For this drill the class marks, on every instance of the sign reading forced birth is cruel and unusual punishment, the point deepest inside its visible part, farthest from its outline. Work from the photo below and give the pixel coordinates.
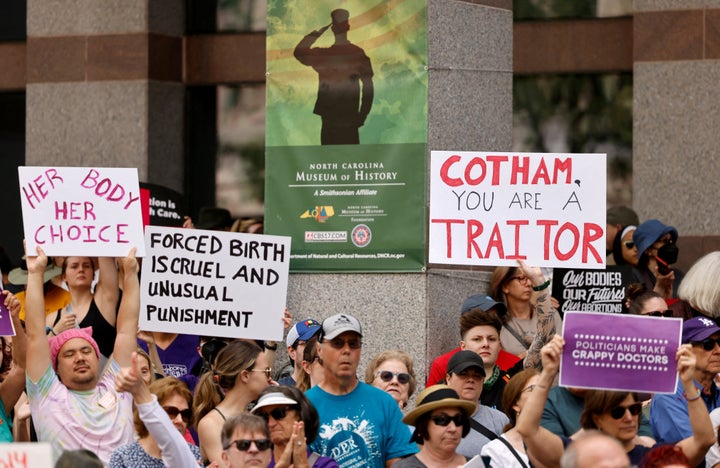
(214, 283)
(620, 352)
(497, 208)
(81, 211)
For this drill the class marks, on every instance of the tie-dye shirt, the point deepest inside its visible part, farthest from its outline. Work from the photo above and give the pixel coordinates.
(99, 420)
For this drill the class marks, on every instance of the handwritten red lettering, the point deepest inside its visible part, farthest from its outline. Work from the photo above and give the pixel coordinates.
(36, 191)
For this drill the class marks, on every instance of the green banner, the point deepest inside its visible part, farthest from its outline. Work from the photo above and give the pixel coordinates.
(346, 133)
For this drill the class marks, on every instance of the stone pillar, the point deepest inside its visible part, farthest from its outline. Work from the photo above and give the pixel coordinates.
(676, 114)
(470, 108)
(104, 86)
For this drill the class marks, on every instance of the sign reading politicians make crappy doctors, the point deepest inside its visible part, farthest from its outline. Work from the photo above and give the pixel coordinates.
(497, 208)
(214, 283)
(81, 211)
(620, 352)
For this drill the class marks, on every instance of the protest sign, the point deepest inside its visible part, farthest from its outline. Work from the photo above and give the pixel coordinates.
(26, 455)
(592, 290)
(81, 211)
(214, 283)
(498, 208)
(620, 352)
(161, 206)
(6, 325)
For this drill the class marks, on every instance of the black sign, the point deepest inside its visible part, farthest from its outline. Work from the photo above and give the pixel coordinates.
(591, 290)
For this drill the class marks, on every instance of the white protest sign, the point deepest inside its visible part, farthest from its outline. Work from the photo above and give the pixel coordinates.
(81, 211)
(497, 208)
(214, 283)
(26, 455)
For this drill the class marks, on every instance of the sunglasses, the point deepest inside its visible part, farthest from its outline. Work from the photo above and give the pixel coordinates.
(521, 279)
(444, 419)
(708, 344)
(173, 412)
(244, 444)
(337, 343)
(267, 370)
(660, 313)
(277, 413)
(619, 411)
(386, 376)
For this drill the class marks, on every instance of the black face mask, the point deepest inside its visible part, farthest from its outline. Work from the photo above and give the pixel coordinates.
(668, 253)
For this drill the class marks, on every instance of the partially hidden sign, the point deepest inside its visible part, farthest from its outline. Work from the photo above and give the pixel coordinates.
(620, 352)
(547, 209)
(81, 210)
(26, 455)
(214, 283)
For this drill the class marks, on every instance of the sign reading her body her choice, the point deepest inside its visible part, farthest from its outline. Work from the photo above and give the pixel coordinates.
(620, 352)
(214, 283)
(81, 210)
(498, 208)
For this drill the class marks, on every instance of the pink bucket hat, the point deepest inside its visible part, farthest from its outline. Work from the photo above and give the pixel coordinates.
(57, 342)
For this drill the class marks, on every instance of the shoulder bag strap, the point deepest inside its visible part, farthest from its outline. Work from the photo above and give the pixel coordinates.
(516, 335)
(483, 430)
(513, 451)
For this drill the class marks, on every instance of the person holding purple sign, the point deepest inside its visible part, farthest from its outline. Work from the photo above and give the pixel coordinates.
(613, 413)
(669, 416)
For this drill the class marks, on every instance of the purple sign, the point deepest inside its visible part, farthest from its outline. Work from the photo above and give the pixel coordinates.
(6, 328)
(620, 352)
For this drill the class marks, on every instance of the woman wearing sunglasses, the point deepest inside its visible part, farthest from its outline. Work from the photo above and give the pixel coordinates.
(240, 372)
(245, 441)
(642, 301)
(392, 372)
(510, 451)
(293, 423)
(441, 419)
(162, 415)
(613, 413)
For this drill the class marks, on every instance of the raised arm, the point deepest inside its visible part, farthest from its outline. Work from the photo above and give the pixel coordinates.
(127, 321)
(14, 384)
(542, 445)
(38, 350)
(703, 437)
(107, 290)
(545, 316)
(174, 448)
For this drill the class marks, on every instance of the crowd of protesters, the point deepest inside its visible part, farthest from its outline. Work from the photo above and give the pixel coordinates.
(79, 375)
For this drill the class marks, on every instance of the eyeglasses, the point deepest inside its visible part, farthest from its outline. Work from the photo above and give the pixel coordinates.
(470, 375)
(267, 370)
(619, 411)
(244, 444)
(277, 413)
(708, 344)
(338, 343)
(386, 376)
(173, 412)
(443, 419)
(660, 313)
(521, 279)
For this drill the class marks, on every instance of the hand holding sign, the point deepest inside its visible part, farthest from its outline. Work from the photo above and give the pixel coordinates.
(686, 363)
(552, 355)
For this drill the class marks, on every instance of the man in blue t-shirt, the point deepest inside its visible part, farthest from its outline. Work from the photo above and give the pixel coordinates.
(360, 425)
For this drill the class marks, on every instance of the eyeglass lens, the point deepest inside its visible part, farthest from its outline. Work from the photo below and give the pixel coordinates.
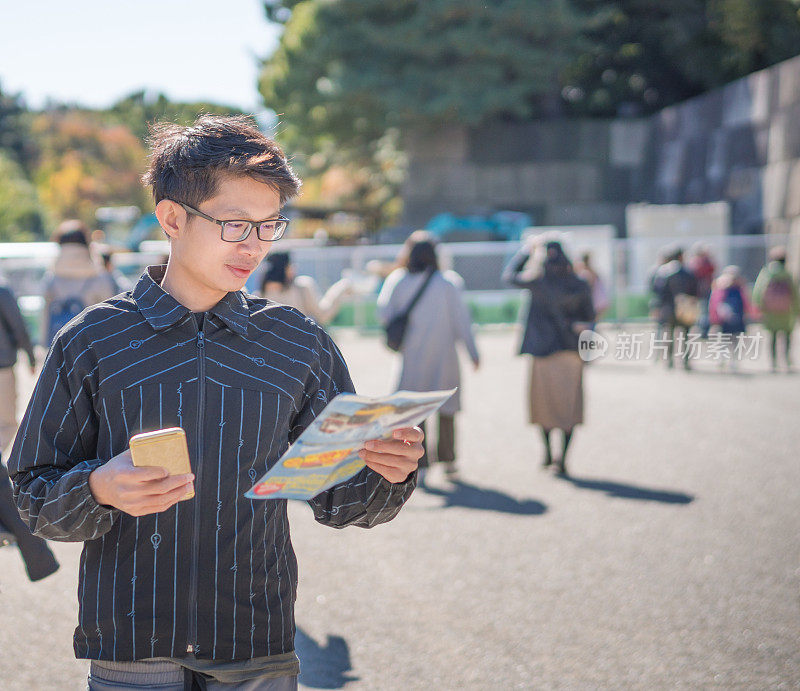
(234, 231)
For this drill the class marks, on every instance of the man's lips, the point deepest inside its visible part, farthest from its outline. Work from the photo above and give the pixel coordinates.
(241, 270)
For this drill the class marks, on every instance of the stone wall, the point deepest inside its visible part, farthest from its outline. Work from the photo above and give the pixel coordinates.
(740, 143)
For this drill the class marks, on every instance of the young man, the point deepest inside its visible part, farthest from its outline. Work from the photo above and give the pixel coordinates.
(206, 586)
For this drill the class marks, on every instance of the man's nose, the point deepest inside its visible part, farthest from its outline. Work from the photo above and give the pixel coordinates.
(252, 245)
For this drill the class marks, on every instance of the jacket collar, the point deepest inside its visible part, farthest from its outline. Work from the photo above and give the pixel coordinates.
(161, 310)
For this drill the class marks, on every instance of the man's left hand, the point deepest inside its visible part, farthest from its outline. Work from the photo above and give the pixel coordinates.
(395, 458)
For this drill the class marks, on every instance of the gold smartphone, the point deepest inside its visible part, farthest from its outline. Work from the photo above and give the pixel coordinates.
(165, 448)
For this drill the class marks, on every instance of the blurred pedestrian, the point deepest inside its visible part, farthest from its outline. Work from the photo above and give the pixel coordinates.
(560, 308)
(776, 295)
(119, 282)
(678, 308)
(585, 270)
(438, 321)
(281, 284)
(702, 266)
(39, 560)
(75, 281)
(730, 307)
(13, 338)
* * * *
[Task directions] An exact transcription of the records above is needed, with no pictures included.

[Worked solution]
For this drill the class marks, on every instance of the sign reading forced birth is cruel and unusual punishment, the point deepest inside its visible part, farthest from its outline. Work from the photo below and give the pixel coordinates.
(214, 283)
(620, 352)
(497, 208)
(81, 211)
For this drill the class marks, on every instance of the tie-dye shirt, the point deepest inside its visible part, farthest from its outline. Work from the photo above and give the pixel coordinates.
(99, 420)
For this drill the class marks, on every instance of the handwritten red lettering, the point deepest inside its visible part, farthest from its outline. Work from the photo above and give the pixel coordinates.
(36, 191)
For this drill the class marks, on every instance of the green banner, the point deepest inside its visible part, farthest from its outline. Work from the photo above and give the pixel coordinates.
(346, 133)
For this drill the class marks, on every instance of the stone pillar, the point deepest inside its visible part, farthest from its outline. Work from the photo above and give the pixel coordinates.
(676, 114)
(470, 108)
(104, 86)
For this drill the class marks, on every instance of the sign reading politicians make crappy doctors, the point deepest inside its visible part, farthest from its outline. Work from the photo above and give the pixel coordinates.
(497, 208)
(214, 283)
(81, 211)
(620, 352)
For this drill the class marks, on every instance of the protest sign, the point deepest inside its visible part, farthest from its outline. Work from the photo above and give the pixel coordinates.
(26, 455)
(592, 290)
(81, 211)
(214, 283)
(498, 208)
(620, 352)
(161, 206)
(6, 325)
For this drill the class marks, on every instance of the black sign, the point deepest inside its visible part, farthest from its outline. Work from the photo above and give the pixel coordinates.
(591, 290)
For this drill the class marks, on every instance of the white protest sign, the point deepest inside its visible part, farthest from its outline. Work from the photo above and give the pixel coordinates.
(81, 211)
(497, 208)
(214, 283)
(26, 455)
For this drill the class marks, on every instance of the sunglasses, the point deepest inside its visible part, farthest from its outline. Work from the photo above and give the pixel coordinates.
(521, 279)
(444, 419)
(708, 344)
(173, 412)
(244, 444)
(337, 343)
(267, 370)
(660, 313)
(277, 413)
(619, 411)
(386, 376)
For this drill the class marks, on every instance of the black face mask, the point deepest inside its visible part, farthest from its outline. Work from the photo above and give the pixel coordinates.
(668, 253)
For this drill the class marks, on every instance of the partially hidden sign, the point deepest inside its visible part, farthest from its outline. Work from the photo above and give the pixel coordinates.
(620, 352)
(547, 209)
(81, 210)
(26, 455)
(214, 283)
For this drill the class marks, on every instance of the sign reading her body her choice, the point deepest inside its visible part, farthest from its outline. Work from the photo above and give the pixel coordinates.
(620, 352)
(214, 283)
(81, 210)
(498, 208)
For this drill the class marks, on every instance of the pink bucket hat, the point deepest inside its visible part, farthest from its outline. Work from the photo above and give the pixel coordinates.
(57, 342)
For this drill the class marks, on every instance of the shoulder bag strap, the point deepest inside its visible part, farthest from its outline. Work from the photo above and give the pixel coordinates.
(516, 335)
(483, 430)
(513, 451)
For this drill the class marks, on every instance of the person holding purple sign, the point deepest inside its visible part, farthest from its outline. Work from the photo above and give the pixel coordinates.
(613, 413)
(669, 416)
For this drill the class marks, on every instance of the purple sign, the point deepest inside its visible part, farthest from its outline. Work from the photo above and give the pixel coordinates.
(6, 328)
(620, 352)
For this drill the class marks, on every instance of the woman wearing sunglasses, the point deepest inside its visible part, farthest from its outline. Work from the photo above and give the pixel coordinates.
(240, 372)
(245, 441)
(642, 301)
(392, 372)
(510, 451)
(293, 423)
(441, 419)
(162, 415)
(613, 413)
For this drill the class marks, on every instance of the raised arm, the point deepest inside its visible part, farthest from its outline. Work from the photo above and give the pixel coordinates.
(127, 321)
(14, 384)
(542, 445)
(38, 350)
(703, 437)
(107, 290)
(545, 316)
(174, 448)
For this drill the class marks, on every instance of the crowd of protesters, the point deepest inside its visible part, farthest from its outline. Work from the photo above and give the pixel coordinates.
(79, 375)
For this drill the class marks, on every instance of the eyeglasses, the point deepest inside its visible part, farthest from its outline. Work from the photo above and give the pixel coordinates.
(470, 375)
(267, 370)
(619, 411)
(244, 444)
(277, 413)
(708, 344)
(338, 343)
(386, 376)
(173, 412)
(443, 419)
(660, 313)
(521, 279)
For this drill the class marks, on every instance of the hand holding sign, the point deepest inside its visible part, farthest from its outline. Work from the photo above and give the pixel coordinates.
(686, 363)
(552, 355)
For this drill the class marks, on every instance of the man in blue t-shirt, the point deepest inside its visible part, farthest from its outline. Work from the photo above and give the pixel coordinates.
(360, 425)
For this drill the class marks, on every instance of the eyeglass lens, the point deepest inside its visible part, farthest from its outline. Work from the photo below and give the pixel coordinates.
(234, 231)
For this drill the class marks, on every instance of the man's lips, the point deepest inside its visible part, farthest from its outline. Work from the photo above and give the pixel coordinates.
(241, 270)
For this drill the class marks, on every instance of the stone wall, the point deepest inside its visible part, farthest from its outline. Work from the photo above and give the pixel coordinates.
(740, 143)
For this drill the class marks, on every instance of the young man, the point deepest inside its visible part, farthest from its outline. Work from the photo above and give the pixel coordinates.
(206, 586)
For this drill the class marks, on every instance of the man's nose, the point deepest inside its visible part, farthest from its outline. Work from the photo above and give the pixel coordinates.
(252, 245)
For this drill the class marks, on every instance of the jacket collar, the point deepest inside its visible part, farthest from its outline. Work from the photo above and give the pixel coordinates.
(161, 310)
For this drill the class marks, on every instance of the man's left hand, the point deepest inside its visible part, farthest from its outline. Work from the photo above and give the pixel coordinates.
(395, 458)
For this drill the class marks, on every instance of the gold smartphone, the point deepest inside its visible part, farthest from its outline. Work from the photo above and give the pixel coordinates.
(165, 448)
For this drill the class marks, on every instance of the blurred pedestrian, the point deepest inside its visible part, farthest from its outline. Work from the photo above and give the pixel coordinates.
(560, 308)
(776, 295)
(119, 282)
(678, 308)
(585, 270)
(438, 321)
(281, 284)
(702, 266)
(39, 560)
(75, 281)
(730, 307)
(13, 338)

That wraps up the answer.